> **Source data**:
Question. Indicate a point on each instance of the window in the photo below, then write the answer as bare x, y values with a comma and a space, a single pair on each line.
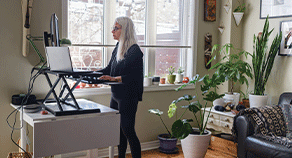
164, 29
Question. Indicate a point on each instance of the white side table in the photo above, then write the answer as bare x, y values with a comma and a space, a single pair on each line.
219, 121
53, 135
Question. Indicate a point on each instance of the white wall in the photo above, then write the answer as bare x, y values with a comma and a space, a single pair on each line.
15, 69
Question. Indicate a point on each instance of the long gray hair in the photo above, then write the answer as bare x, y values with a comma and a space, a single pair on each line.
127, 37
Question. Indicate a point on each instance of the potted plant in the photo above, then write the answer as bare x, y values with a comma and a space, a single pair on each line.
262, 63
171, 76
147, 80
238, 13
232, 67
195, 141
167, 141
179, 75
245, 99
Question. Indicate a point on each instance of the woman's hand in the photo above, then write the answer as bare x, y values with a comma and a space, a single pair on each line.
109, 78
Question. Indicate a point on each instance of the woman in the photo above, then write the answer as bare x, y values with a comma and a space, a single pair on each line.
126, 67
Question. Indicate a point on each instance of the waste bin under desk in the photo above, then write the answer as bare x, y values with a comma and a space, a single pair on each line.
54, 135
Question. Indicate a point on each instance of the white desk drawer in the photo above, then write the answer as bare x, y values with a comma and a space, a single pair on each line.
226, 125
212, 121
214, 116
226, 119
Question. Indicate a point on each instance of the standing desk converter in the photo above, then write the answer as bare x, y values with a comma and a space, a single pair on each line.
53, 135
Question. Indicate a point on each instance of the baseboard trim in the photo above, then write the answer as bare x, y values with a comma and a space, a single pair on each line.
144, 146
104, 152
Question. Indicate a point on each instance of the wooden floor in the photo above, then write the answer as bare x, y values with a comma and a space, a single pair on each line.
218, 148
157, 154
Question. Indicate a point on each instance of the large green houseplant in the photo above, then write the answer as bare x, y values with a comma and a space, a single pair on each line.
232, 67
195, 141
166, 140
263, 61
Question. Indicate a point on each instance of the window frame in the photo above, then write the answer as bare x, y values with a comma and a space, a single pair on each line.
187, 59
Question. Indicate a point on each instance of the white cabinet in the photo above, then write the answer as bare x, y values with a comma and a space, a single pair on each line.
219, 121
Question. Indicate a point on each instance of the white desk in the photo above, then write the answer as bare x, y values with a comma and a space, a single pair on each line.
53, 135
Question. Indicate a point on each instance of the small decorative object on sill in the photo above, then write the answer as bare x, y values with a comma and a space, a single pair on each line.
210, 10
179, 75
147, 80
227, 7
156, 80
221, 28
171, 76
185, 80
208, 50
65, 42
162, 80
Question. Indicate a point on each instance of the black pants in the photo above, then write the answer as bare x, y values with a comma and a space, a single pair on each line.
127, 107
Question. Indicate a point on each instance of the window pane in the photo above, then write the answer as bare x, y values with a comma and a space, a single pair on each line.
87, 58
85, 21
135, 9
169, 28
166, 57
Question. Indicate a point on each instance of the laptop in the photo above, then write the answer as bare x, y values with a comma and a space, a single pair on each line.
59, 60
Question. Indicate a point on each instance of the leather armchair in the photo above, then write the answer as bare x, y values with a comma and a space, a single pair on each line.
249, 146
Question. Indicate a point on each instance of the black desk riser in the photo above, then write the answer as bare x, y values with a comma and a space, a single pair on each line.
66, 105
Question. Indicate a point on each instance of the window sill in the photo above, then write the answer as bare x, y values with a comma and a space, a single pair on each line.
107, 90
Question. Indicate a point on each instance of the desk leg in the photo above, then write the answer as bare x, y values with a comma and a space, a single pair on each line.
111, 152
22, 133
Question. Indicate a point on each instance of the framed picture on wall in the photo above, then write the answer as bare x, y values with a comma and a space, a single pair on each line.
275, 8
210, 10
286, 43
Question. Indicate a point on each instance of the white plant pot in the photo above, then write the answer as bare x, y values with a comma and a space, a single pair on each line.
179, 78
219, 101
238, 16
226, 7
147, 81
235, 96
195, 146
257, 100
221, 29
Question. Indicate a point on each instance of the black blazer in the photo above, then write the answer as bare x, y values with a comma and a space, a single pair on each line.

> **Directions**: Put every line of the entries above into a numbered list, skipping blank lines and leaving out the pictures.

> **Solution for this problem**:
1. Question. Indicate a point on each instance of the window in the photo below, then write the answer as bare x, y values with a comma and a space, a single pair on each line.
2. 164, 29
3. Question. Indicate a point on each instance of the white side table in the photo above, then write the answer as bare x, y values with a comma and a space, a single pair on each line.
4. 219, 121
5. 53, 135
6. Question. Indicate a point on each instance of the white wall in the photo above, then write the answer as bare x, y values with a comma and a space, a single pair on each line.
7. 15, 69
8. Question. Indicate a point on each instance of the long gray hair in the photo above, then write the answer as bare x, y values with a comma and a space, a single pair on each line.
9. 127, 37
10. Question. Indicate a point on each instance of the potted plant in the photo above, then write the answer as bare x, y values with a comma and a space, a single pair on each line.
11. 262, 63
12. 171, 76
13. 147, 80
14. 238, 13
15. 232, 67
16. 195, 141
17. 167, 141
18. 179, 75
19. 245, 99
20. Question. Indicate a point on each instance of the woman's hand in the photo above, then write the answer as bare x, y values with a comma and a space, a single pair on each line.
21. 109, 78
22. Question. Indicate a point on each instance of the woman in the photo above, then write the answer as bare x, y values with a comma and a space, a single pair on each line.
23. 126, 67
24. Question. Indicate a point on each instance of the waste bin under desk in the photo above, then write the answer as bare x, y values with a comma and a space, a single pair on each line.
25. 54, 135
26. Question. Indicate a point on each instance of the white desk drawer in the photo above, then write the answer as bare x, y values with a comma and a space, a single pair on each line.
27. 226, 125
28. 212, 121
29. 214, 116
30. 226, 119
31. Question. Indicate a point on each instance of the standing desk converter in the photo above, then write the answer as bare x, y values with a comma and a space, a single pair on each line.
32. 53, 135
33. Question. Indicate a point on each instance of the baseboard trim in the photo above, then write the answer as bare x, y values with a comma and a space, a single pair on each line.
34. 144, 146
35. 104, 152
36. Question. Indicate a point on each instance of the wooden floor in the photo above, then write the answer as bare x, y values with a comma and a space, a single pair on each line.
37. 218, 148
38. 157, 154
39. Question. Indicate a point on each instance of the large green houseplant in the photo above, then write the answer as bare x, y values with a comma and a space, a single pair on each line.
40. 232, 67
41. 195, 141
42. 166, 140
43. 263, 61
44. Question. Indicate a point on each instance of the window frame in the photo above, then write the answer as bare x, y values with a comma and a space, a single pair on each line.
45. 187, 59
46. Question. Indicate a point on each instance of the white cabinet in the photo above, then write the answer as bare x, y values with a comma and a space, a single pair on each line.
47. 219, 121
48. Question. Indicate a point on each instance of the white desk in the photo above, then write the answer as bare x, y values with a comma and a space, a single pair on each line.
49. 53, 135
50. Question. Indicate a point on each instance of the small decorative object on sill in the photo above, then write the answer as bare x, y values with a comma and a space, a single pair on each line.
51. 210, 10
52. 179, 75
53. 147, 80
54. 227, 7
55. 156, 80
56. 221, 28
57. 171, 76
58. 185, 80
59. 208, 50
60. 65, 42
61. 162, 80
62. Question. Indicate a point on each instance of the black pants in the photo above, then write the answer as bare x, y values with a comma and a space, a single pair on each line.
63. 127, 107
64. Question. Indicate a point on each instance of the window pane in the photo above, then write the answer as bare x, y values with a comma and a space, a single pair on each line.
65. 87, 58
66. 85, 21
67. 135, 9
68. 169, 28
69. 166, 57
70. Question. Indicate a point on each instance of the laptop in the photo above, then write the answer as bare x, y values with a comma and a space, a single pair on each line.
71. 59, 60
72. Question. Indicate a point on each instance of the leather armchair in the photo above, then write the answer as bare x, y values with a comma and a space, a single pair on each line.
73. 249, 146
74. Question. Indicate a point on each instance of the black desk riser in the photo above, then write the answer as bare x, y values with a comma and a space, a single pair on each line.
75. 66, 105
76. Question. Indicate a point on each instance of the window sill in the photo above, then write the answer as bare x, y values with a comma and a space, a single pair on each line.
77. 107, 90
78. Question. Indicate a point on each instance of the desk leg in the photo above, then write the answer as bare x, y values with a comma and a space, a single pair on each line.
79. 111, 152
80. 22, 133
81. Question. Indicate a point on each instance of the framed picture on wall in the photo above, then write the answer as bare x, y values with a comma and a space, a single pair on each line.
82. 275, 8
83. 210, 10
84. 286, 43
85. Question. Indicate a point on each instance of the white plant pot in the photo above, then write the answer as bare x, y values with a comma and a space, a single pair on each line.
86. 179, 78
87. 219, 101
88. 238, 16
89. 226, 7
90. 147, 81
91. 235, 96
92. 195, 146
93. 257, 100
94. 221, 29
95. Question. Indicate a point on each instance of the black blazer in the photo above, then write the answer as bare x, y values with a comma and a space, a single pair on each line.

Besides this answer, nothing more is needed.